[PASSAGE GIVEN]:
We set the properties for the view and a model to fulfill the collection view:

private var collectionView: UICollectionView!
private var deck: Array<Int>!

Next, we write the function calls to set up everything in viewDidLoad so that the functions are called when the view is loaded:

override func viewDidLoad() {
    super.viewDidLoad()
    setup()
}

The setup() function basically creates and configures CollectionView:

// MARK: Setup
private extension MemoryViewController {
    func setup() {
        view.backgroundColor = .greenSea()

        let space: CGFloat = 5
        let (covWidth, covHeight) = collectionViewSizeDifficulty(difficulty, space: space)
        let layout = layoutCardSize(cardSizeDifficulty(difficulty, space: space), space: space)

        collectionView = UICollectionView(frame: CGRect(x: 0, y: 0, width: covWidth, height: covHeight),collectionViewLayout: layout)
        collectionView.center = view.center
        collectionView.dataSource = self
        collectionView.delegate = self
        collectionView.scrollEnabled = false
        collectionView.registerClass(UICollectionViewCell.self, forCellWithReuseIdentifier: "cardCell")
        collectionView.backgroundColor = .clearColor()

        self.view.addSubview(collectionView)
    }

After setting the color of the collectionview, we define a constant, space, to set the space between every two cards.

Next, we calculate the size of the collectionview given the difficulty, and hence, the number of rows and columns; then, the layout. Finally, we put everything together to build the collectionview:

    func collectionViewSizeDifficulty(difficulty: Difficulty, space: CGFloat) -> (CGFloat, CGFloat) {
        let (columns, rows) = sizeDifficulty(difficulty)
        let (cardWidth, cardHeight) = cardSizeDifficulty(difficulty, space: space)

        let covWidth = columns*(cardWidth + 2*space)
        let covHeight = rows*(cardHeight + space)

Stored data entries

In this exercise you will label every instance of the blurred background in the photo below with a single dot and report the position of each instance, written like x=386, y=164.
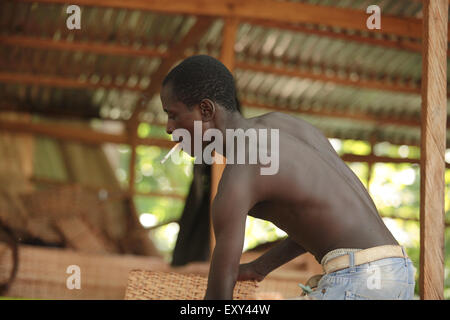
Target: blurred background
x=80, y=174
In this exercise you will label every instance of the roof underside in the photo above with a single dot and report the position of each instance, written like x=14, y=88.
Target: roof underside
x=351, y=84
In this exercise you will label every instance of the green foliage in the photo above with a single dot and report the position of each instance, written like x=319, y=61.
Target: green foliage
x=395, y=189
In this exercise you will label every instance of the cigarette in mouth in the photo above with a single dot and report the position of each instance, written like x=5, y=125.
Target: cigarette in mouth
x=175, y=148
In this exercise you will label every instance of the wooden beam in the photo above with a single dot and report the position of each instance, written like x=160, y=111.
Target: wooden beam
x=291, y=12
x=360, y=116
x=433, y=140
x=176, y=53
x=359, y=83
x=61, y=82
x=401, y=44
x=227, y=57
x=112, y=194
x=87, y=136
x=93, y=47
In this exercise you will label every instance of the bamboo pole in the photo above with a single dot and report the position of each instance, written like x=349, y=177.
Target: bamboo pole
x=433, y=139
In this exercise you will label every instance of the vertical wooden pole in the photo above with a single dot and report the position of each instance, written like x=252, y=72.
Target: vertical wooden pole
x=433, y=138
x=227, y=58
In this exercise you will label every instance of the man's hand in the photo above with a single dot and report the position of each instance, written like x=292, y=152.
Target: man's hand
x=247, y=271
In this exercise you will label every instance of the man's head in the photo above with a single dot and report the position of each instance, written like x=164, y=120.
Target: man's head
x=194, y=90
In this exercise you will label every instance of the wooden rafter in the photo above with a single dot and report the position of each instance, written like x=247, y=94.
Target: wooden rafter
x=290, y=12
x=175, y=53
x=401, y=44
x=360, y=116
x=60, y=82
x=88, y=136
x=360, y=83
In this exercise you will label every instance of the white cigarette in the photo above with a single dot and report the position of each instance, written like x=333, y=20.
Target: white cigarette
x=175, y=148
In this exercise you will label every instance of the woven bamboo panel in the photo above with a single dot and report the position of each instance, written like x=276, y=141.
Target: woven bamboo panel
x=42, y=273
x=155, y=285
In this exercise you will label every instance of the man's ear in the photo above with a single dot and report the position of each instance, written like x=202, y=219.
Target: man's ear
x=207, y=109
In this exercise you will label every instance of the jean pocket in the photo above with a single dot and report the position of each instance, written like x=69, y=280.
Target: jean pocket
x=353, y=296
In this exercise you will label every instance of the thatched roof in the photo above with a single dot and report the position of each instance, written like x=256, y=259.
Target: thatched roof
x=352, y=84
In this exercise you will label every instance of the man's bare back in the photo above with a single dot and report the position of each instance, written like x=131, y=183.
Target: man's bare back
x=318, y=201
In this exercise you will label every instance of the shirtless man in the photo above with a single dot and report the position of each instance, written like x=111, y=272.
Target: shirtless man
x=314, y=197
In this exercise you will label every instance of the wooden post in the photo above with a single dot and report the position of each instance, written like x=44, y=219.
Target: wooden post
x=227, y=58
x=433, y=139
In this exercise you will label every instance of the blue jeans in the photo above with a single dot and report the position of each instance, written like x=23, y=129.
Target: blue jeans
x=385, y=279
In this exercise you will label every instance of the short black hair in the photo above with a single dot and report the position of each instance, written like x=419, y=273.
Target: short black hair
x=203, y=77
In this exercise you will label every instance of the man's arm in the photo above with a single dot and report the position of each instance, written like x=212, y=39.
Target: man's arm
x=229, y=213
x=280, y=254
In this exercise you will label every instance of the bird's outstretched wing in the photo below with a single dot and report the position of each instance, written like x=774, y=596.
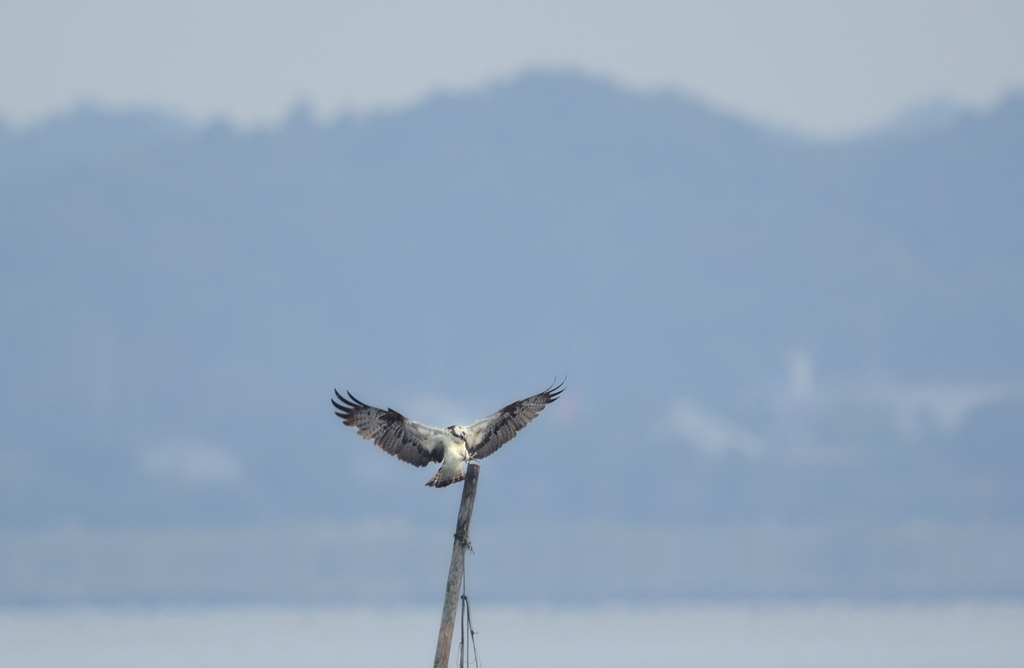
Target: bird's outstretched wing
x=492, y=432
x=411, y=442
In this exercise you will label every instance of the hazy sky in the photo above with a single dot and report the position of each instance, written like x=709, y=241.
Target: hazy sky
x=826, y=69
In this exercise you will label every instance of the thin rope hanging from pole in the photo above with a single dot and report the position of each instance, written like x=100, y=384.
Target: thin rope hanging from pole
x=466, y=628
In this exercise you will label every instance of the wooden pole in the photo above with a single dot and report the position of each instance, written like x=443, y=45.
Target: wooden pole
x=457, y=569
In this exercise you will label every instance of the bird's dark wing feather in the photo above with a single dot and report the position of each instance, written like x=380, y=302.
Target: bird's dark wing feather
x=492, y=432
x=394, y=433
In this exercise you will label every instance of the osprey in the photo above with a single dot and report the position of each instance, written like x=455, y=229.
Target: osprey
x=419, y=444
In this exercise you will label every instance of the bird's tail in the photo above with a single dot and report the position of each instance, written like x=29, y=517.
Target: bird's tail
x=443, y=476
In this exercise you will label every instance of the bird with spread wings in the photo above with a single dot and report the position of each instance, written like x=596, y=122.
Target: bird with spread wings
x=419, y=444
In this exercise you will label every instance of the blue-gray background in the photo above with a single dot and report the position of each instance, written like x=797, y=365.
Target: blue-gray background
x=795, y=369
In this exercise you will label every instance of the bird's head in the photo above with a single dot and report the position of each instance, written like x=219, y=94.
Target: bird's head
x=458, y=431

[SET EXERCISE]: In the collection view passage, why does the setup call go inside viewDidLoad? Answer in one to three sentences.

[RIGHT ANSWER]: It goes there so that the functions are called when the view is loaded. viewDidLoad first calls super.viewDidLoad() and then setup(), which creates and configures the collection view.